→ INSTRUCTION: Please pull out every line of the material below that contains the string "black". Case counts.

** BEGIN LISTED RECORDS **

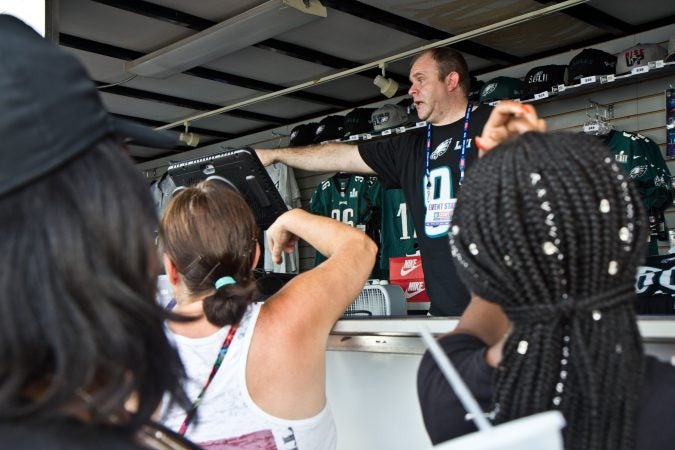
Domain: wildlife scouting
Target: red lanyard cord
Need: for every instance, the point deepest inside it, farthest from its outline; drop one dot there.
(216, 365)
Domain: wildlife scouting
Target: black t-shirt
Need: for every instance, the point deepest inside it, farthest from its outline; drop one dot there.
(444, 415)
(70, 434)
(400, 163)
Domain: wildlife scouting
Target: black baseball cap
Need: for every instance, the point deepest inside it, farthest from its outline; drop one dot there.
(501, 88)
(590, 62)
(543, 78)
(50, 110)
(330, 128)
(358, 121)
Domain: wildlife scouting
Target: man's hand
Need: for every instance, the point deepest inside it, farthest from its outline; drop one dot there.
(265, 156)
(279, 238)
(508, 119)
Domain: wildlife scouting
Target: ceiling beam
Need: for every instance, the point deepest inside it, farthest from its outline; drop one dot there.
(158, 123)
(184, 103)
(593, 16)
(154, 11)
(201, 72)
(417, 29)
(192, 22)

** END LISTED RECORDS **

→ EXPECTED OUTPUT:
Target: black t-shirt
Target: black baseball cap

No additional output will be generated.